| JOB |
Which lines of the material below contain the word "arch"? Pick out each of them and copy it.

>> START

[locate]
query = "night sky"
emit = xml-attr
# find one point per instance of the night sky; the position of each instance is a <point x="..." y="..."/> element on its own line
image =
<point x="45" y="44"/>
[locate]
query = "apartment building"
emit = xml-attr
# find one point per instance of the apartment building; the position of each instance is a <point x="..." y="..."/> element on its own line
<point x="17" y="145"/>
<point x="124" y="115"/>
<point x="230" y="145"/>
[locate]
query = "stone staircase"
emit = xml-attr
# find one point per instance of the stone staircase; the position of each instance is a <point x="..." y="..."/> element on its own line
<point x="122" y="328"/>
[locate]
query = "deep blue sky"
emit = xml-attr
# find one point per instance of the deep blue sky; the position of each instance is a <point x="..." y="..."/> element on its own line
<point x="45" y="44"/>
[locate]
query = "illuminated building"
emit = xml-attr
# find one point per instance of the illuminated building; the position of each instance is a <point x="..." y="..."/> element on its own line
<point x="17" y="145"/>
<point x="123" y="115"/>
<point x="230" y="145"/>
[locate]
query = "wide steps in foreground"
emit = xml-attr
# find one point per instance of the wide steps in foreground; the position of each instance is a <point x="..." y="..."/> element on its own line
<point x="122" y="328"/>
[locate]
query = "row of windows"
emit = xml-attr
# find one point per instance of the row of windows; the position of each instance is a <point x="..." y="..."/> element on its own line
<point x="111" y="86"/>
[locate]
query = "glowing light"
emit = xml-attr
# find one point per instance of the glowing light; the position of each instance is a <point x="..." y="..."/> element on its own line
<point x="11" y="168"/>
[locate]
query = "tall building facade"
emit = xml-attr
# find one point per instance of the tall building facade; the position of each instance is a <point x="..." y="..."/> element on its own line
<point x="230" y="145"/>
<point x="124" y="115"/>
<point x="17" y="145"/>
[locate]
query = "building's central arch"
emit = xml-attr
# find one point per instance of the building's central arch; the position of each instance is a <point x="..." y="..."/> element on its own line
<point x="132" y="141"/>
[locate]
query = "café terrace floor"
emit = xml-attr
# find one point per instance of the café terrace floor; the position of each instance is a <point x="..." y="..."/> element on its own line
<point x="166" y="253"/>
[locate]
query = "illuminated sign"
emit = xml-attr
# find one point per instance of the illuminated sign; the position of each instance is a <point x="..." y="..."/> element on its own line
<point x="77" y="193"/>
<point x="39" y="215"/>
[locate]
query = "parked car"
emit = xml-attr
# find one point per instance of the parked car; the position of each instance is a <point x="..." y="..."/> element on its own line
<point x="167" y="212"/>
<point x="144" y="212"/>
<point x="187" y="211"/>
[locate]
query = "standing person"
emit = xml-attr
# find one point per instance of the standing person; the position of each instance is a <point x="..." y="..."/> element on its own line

>> END

| REPLY TO THE EXERCISE |
query = "building's central arch"
# find one point per instance of the building's central arch; the position of each instance is a <point x="..." y="..."/> element on its own line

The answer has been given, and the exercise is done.